Aim of the exercise:
Continue the article about Texas and the execution of intellectually disabled inmates, picking up after its final sentence.

Text to read:
=-=-=
The American Civil Liberties Union, which is representing Ladd on his appeal, responded on Wednesday by petitioning the U.S. Supreme Court for a stay of execution.
“Robert Ladd’s life is full of evidence of his intellectual disability, and he doesn’t belong on death row,” said ACLU attorney Brian Stull in a statement. “We will continue to ask the courts to uphold the protections of Atkins and Hall to spare him from execution.”
The Supreme Court ruled in the 2002 case Atkins v. Virginia that executing mentally disabled inmates violated the Eighth Amendment’s ban on cruel and unusual punishment. The ruling, however, gave state governments broad latitude to determine who counts as intellectually disabled.
Texas has a particularly narrow definition of who is sufficiently disabled to be exempt from the death penalty, according to Jordan Steiker, director of the University of Texas Law School’s Capital Punishment Center.
“There’s a professional definition of intellectual disability that is embraced by psychologists and psychiatrists, and the Supreme Court referenced the professional definition in its opinion,” he said. “But Texas has taken the view that the definition of intellectual disability used broadly is not appropriate in a criminal context because it might just exempt too many people.”
Thus while a Texas psychiatrist who evaluated Ladd in 1970 found him “obviously retarded,” the state’s courts were able to argue that he did not meet the required threshold under their definition.
Under Texas criminal law, as established in the 2004 case ex parte Briseno, defendants might not be exempt from execution if the are able to “hide facts or lie effectively,” “show leadership” or demonstrate an ability to make plans for the future. But the line in the ex parte Briseno decision that attracted the most public outcry was the one in which the Texas Court of Criminal Appeals cited the John Steinbeck novel “Of Mice and Men” to make its case.
=-=-=
Dataset extract:
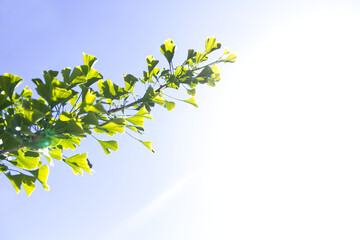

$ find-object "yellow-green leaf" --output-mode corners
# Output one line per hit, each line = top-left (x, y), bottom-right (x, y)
=-=-=
Solved exercise:
“Texas citizens might agree that Steinbeck’s Lennie should, by virtue of his lack of reasoning ability and adaptive skills, be exempt,” according to the ex parte Briseno opinion, referring a character in the book who kills animals and a woman before finally being killed himself. “But, does a consensus of Texas citizens agree that all persons who might legitimately qualify for assistance under the social services definition of mental retardation be exempt from an otherwise constitutional penalty?’
The ruling was subsequently denounced by the author’s son, Thomas Steinbeck, who said he was “deeply troubled” at the book being used “as a benchmark to identify whether defendants with intellectual disabilities should live or die.”
The Supreme Court has shown some willingness to limit states’ ability to define the threshold for claiming an exemption to the death plenty. In the 2014 case Hall v. Florida, the justices overruled Florida’s legal standard, which at the time held that defendants would not be considered mentally incapacitated if they scored anywhere above 70 on an IQ test.
Yet Steiker said he found it “extremely unlikely” that the Supreme Court would spare Ladd, who was convicted in 1996 of beating a woman to death in Texas.
“I don’t think the court seems all that eager to police what’s going on in the state courts,” he said.
As recently as Tuesday, the Supreme Court declined to stay the execution of Georgia inmate Warren Hill, who defense attorneys said was mentally disabled. He was executed later that day.